# Took Down a BIG ONE today



## ttwichell (Sep 5, 2016)

Poplar trunk about 70 feet high, 67" diameter with bark, 62" without. Rigged it to pull as it was in a tight area, "backyard" in town. Saws used were a Stihl 880 Magnum with a 50" Cannon Superbar for the notch and main backcut..Clean up the rest of the back cut with a 461 with 28" Rollomatic, Wedged and pulled. For around here its a monster. Did it for a friend and hated to see this trunk rot where it was. I plan to take the logs home to feed my pet saws!!


----------



## Tree94 (Sep 6, 2016)

wow, yeah that is a big one. nice work!


----------



## CrufflerJJ (Sep 7, 2016)

Nice "Trophy Hunter" pics of you & the tree!


----------



## Pioneer (Oct 8, 2016)

Wow. Not too many people have something like that in their yard. Count the rings if you can, would like to know it's age. Save a big cookie for a coffee table.


----------



## no tree to big (Nov 27, 2016)

Poplar or cotton wood?

Sent from my SM-G900T using Tapatalk


----------



## ChoppyChoppy (Nov 27, 2016)

no tree to big said:


> Poplar or cotton wood?
> 
> Sent from my SM-G900T using Tapatalk



Cottonwood is a poplar tree. As is aspen.


----------



## RobbyBoy32 (Dec 14, 2016)

Nice man. 880 ftw


----------

Recorded data:

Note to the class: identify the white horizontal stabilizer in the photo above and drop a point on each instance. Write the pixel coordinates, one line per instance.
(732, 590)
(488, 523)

Set exercise:
According to the tree-felling thread, which saw and bar were used for the notch and the main backcut? The lines bear no relation to the tree-felling thread.

Right answer:
A Stihl 880 Magnum with a 50" Cannon Superbar.